── EXTRAIT ──

Livre  Un selfie avec Justin Trudeau

La chute du ministre

Jocelyn Coulon pose un regard critique sur la diplomatie du premier ministre canadien dans son tout dernier ouvrage, Un selfie avec Justin Trudeau, dont nous vous proposons un extrait en exclusivité.

Au cours des 14 mois où Stéphane Dion occupe le poste de ministre des Affaires étrangères, il ne rencontre pas une seule fois le premier ministre Trudeau en tête-à-tête afin de discuter de la politique étrangère du Canada.

John Baird, l’ancien ministre de Stephen Harper, avait un tout autre rapport avec son patron. Il rencontrait régulièrement le premier ministre et il n’hésitait pas à lui téléphoner le week-end pour discuter de certains dossiers. Les échanges étaient parfois vigoureux.

En France, au moment de la présidence de François Hollande, son ministre des Affaires étrangères, Laurent Fabius, prenait le petit-déjeuner avec lui tous les mardis à 8 h 30 afin de faire le point sur les affaires du monde. La France, il est vrai, prend très au sérieux la politique étrangère et nourrit des ambitions planétaires.

Dion ne cherche pas à copier le modèle français. En fait, tout au long de son mandat, le ministre demande à plusieurs reprises l’organisation d’une seule rencontre afin de discuter en profondeur des grandes orientations de la politique étrangère. À titre de ministre, c’est lui qui doit articuler le retour du Canada sur la scène internationale, retour tant souhaité par le premier ministre pendant la campagne électorale et décrit en détail dans la lettre de mandat que le ministre reçoit de Trudeau au lendemain de son assermentation, en novembre 2015. 

Il cherche l’écoute et l’assentiment de Trudeau. Étrangement, toutes les tentatives pour organiser un rendez-vous échouent. Les raisons officielles sont multiples : conflits d’horaires, calendriers chargés, voyages, mauvaises communications.

L’histoire de ce rendez-vous manqué est difficile à décrypter. Une chose demeure : le premier ministre ne manifeste jamais une envie débordante de rencontrer son ministre.

Pourquoi ? Je formule une hypothèse : l’explication se trouve au confluent de la psychologie et de la politique. Afin de comprendre, il faut remonter le fil du temps, examiner le passé et le présent, et analyser le comportement de l’un et de l’autre.

L’exception Dion

Lorsque Dion entre en politique, ses interlocuteurs font face à un homme entier : il est franc, direct et sans artifice.

Eddie Goldenberg, conseiller de Jean Chrétien, est le premier à en faire l’expérience. Chrétien demande à Goldenberg de rencontrer Dion et de lui donner ensuite son avis avant qu’il le nomme ministre. Le conseiller téléphone à Dion pour l’inviter chez lui à Ottawa. Dès les premières phrases, Dion frappe : « Vous êtes apparemment un trudeauiste de la vieille école, centralisateur et parfaitement intransigeant1. » 

Cette entrée en matière déstabilise Goldenberg. Les deux hommes se voient et discutent plusieurs heures. Après la rencontre, Chrétien, alors en voyage en Asie, téléphone à son conseiller pour lui demander des nouvelles. « Votre choix sera soit un succès retentissant, soit un échec monumental, sans entre-deux, répond-il. Je n’ai aucune idée de ce que ça donnera2. »

───

● **CONSIGNE A**:
Dites si chacun de ces énoncés s'accorde avec l'extrait, en citant les mots qui tranchent : (i) Dion rencontre Trudeau en tête-à-tête au cours de ses 14 mois comme ministre ; (ii) Laurent Fabius prenait le petit-déjeuner avec François Hollande chaque mardi ; (iii) Chrétien se trouvait en Europe lorsqu'il a appelé son conseiller après la rencontre.

── ENREGISTREMENTS DU JEU ──

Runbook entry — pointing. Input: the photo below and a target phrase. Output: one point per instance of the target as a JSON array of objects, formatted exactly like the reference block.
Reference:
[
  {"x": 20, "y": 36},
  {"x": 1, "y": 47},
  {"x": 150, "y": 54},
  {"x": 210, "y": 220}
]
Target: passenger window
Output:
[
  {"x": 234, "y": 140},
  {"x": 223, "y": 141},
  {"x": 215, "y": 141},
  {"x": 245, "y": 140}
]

───

● **CONSIGNE B**:
Reprenez tous les enregistrements en remplaçant « passenger window » par « side mirror », sans rien modifier d'autre.

● **RÉSULTAT A**:
(i) Non : « il ne rencontre pas une seule fois le premier ministre Trudeau en tête-à-tête ».
(ii) Oui : « prenait le petit-déjeuner avec lui tous les mardis à 8 h 30 ».
(iii) Non : « alors en voyage en Asie ».

● **RÉSULTAT B**:
Runbook entry — pointing. Input: the photo below and a target phrase. Output: one point per instance of the target as a JSON array of objects, formatted exactly like the reference block.
Reference:
[
  {"x": 20, "y": 36},
  {"x": 1, "y": 47},
  {"x": 150, "y": 54},
  {"x": 210, "y": 220}
]
Target: side mirror
Output:
[
  {"x": 234, "y": 140},
  {"x": 223, "y": 141},
  {"x": 215, "y": 141},
  {"x": 245, "y": 140}
]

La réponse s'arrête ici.